Written instruction:
From the records below, pull out every line that contains the string "background". Case matters.

Information supplied:
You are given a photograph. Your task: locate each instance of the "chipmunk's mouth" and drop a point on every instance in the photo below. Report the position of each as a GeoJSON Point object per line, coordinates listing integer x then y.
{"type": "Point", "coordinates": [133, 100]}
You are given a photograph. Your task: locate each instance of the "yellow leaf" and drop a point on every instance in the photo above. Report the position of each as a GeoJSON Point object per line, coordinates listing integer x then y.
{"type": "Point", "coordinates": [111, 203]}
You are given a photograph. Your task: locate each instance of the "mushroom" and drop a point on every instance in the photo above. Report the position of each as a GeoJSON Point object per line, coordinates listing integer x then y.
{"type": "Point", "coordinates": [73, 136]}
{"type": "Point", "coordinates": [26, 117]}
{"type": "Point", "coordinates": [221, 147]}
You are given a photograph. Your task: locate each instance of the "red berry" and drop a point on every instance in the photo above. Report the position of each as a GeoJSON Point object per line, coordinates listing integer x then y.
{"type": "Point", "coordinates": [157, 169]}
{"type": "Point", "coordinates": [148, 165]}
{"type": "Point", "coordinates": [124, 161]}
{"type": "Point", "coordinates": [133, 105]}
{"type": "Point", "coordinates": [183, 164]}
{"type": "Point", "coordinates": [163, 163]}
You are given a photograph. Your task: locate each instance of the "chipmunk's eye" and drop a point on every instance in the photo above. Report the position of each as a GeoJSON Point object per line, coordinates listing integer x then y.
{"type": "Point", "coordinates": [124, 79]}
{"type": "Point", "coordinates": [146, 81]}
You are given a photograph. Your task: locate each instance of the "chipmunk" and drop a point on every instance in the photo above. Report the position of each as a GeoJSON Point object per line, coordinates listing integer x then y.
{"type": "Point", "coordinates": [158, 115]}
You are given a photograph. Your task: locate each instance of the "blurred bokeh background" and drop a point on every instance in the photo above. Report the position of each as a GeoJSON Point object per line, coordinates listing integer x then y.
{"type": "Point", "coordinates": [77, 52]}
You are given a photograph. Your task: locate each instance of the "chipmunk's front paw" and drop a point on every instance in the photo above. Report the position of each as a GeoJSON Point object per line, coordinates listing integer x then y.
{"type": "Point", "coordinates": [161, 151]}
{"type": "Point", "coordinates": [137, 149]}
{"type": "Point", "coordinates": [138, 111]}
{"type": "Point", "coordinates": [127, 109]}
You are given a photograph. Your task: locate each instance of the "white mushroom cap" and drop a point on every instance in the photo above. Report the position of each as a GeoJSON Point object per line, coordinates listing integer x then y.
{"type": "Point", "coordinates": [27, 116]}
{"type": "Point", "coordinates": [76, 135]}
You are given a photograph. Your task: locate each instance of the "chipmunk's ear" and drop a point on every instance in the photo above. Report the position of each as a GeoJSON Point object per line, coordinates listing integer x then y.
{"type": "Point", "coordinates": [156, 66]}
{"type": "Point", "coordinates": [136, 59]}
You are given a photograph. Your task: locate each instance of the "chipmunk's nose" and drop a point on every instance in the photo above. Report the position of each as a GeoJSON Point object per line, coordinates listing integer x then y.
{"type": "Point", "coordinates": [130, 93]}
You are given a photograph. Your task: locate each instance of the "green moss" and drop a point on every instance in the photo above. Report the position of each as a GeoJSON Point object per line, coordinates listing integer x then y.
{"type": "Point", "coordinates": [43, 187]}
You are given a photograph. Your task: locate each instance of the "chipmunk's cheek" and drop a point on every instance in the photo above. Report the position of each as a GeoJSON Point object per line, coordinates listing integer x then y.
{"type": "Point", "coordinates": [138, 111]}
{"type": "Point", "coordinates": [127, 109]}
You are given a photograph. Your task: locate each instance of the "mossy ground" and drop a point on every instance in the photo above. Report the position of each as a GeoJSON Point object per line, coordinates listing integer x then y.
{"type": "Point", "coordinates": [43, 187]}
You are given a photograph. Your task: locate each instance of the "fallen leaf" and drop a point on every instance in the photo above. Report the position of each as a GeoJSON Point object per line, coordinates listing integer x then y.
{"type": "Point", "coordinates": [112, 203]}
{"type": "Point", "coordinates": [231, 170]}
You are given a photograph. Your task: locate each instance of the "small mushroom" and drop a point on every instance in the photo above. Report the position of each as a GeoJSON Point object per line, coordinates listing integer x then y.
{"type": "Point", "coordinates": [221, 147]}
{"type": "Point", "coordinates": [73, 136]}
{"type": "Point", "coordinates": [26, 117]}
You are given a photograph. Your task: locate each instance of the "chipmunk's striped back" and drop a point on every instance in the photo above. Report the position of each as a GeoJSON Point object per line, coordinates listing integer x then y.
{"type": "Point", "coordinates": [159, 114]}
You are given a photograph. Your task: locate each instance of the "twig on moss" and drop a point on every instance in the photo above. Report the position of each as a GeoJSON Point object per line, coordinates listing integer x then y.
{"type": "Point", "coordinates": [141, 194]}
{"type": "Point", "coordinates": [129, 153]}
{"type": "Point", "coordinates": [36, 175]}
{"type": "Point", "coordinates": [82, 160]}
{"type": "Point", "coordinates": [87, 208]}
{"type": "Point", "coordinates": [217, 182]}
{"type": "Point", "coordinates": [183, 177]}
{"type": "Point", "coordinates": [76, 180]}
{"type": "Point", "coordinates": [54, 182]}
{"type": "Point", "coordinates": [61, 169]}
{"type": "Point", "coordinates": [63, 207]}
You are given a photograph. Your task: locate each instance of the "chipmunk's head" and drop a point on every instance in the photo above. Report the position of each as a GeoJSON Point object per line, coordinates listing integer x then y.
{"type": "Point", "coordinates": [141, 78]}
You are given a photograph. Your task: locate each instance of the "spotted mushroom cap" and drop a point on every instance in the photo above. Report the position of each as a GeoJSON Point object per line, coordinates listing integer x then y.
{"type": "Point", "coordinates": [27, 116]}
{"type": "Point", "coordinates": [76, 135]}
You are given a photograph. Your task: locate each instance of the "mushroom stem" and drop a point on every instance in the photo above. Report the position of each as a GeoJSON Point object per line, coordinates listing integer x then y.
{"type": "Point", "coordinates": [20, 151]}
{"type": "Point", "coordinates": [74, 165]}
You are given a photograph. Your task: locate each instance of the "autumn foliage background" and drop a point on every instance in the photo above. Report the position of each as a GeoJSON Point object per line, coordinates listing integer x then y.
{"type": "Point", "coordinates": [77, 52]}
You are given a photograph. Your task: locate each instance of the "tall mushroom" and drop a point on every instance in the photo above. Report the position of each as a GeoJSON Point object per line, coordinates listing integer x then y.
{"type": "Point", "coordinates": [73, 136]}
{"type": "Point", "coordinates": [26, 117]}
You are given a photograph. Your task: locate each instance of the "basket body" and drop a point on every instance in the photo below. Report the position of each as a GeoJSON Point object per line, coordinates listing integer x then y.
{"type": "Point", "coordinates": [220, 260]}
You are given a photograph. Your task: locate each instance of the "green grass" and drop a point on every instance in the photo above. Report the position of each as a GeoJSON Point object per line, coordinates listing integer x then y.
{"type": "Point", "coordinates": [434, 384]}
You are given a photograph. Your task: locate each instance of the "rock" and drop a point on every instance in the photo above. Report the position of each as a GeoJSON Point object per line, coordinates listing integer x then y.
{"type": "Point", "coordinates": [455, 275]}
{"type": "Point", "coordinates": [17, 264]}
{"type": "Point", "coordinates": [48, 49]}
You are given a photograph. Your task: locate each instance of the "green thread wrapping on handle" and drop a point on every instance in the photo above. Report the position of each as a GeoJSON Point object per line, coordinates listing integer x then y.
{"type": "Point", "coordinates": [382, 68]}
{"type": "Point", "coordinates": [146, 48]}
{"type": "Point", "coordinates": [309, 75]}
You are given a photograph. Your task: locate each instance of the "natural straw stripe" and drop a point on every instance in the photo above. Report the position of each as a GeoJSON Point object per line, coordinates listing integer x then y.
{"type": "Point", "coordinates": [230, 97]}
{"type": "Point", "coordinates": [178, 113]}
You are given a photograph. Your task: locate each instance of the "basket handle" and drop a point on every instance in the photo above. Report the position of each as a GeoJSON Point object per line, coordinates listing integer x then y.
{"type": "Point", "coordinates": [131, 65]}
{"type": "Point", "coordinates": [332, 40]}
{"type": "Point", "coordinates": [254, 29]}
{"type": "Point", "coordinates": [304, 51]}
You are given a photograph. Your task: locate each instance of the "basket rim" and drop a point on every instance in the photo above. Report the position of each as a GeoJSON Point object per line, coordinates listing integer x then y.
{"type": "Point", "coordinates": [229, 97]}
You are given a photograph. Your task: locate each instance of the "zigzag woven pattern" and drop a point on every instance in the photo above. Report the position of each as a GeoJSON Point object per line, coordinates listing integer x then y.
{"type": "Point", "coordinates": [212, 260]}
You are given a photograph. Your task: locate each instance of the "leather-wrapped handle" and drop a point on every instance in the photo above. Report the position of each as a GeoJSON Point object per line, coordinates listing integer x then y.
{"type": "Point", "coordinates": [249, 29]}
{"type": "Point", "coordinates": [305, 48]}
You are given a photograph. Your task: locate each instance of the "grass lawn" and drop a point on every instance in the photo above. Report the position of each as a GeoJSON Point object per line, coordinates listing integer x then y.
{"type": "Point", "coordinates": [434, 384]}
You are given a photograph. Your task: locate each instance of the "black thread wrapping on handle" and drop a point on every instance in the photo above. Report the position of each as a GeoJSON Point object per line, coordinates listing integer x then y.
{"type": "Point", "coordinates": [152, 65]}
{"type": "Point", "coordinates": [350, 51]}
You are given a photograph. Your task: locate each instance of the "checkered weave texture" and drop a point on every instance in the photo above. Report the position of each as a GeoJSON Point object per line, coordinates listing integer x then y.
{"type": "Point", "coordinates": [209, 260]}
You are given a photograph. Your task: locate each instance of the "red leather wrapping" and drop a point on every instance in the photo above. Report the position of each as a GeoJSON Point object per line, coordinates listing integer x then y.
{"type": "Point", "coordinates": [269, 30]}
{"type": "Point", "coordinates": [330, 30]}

Full output:
You are given a photograph. Your task: locate each instance of the "blurred bokeh background" and drop a point on every instance in the photo above. Report the position of each as a GeoJSON Point object per line, coordinates listing integer x then y.
You are given a photograph. Your task: locate each instance of the "autumn foliage background" and drop a point on every instance in the photo above. Report the position of each as a GeoJSON Point object per line, coordinates listing integer x then y.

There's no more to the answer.